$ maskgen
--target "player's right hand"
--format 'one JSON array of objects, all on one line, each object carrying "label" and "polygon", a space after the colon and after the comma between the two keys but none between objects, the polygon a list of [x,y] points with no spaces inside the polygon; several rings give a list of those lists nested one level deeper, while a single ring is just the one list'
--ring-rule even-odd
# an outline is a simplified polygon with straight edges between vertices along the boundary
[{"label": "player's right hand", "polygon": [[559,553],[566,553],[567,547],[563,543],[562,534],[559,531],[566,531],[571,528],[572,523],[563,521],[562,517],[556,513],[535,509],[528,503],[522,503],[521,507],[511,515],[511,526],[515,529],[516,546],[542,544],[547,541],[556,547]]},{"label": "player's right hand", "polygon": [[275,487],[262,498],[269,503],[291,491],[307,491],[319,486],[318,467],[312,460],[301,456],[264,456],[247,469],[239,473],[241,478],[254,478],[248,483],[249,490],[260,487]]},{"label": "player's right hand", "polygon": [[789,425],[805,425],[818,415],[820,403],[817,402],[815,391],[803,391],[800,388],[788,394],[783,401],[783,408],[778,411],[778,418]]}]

──────

### Problem requirements
Once the line containing "--ring-rule even-odd" is found, output it and each line after it through the end of the listing above, exactly, with nothing else.

### Solution for this exercise
--ring-rule even-odd
# an outline is a simplified polygon with straight edges between vertices along the boundary
[{"label": "player's right hand", "polygon": [[559,553],[566,553],[567,547],[563,543],[562,534],[559,531],[566,531],[571,528],[572,523],[563,521],[562,517],[556,513],[535,509],[528,503],[522,503],[521,507],[511,515],[511,526],[515,529],[516,546],[542,544],[547,541],[556,547]]},{"label": "player's right hand", "polygon": [[275,487],[262,498],[269,503],[291,491],[307,491],[319,486],[318,467],[312,460],[301,456],[264,456],[247,469],[239,473],[241,478],[254,478],[248,483],[249,490],[260,487]]},{"label": "player's right hand", "polygon": [[789,425],[805,425],[818,415],[820,403],[817,402],[815,391],[803,391],[800,388],[788,394],[783,401],[783,408],[778,411],[778,418]]}]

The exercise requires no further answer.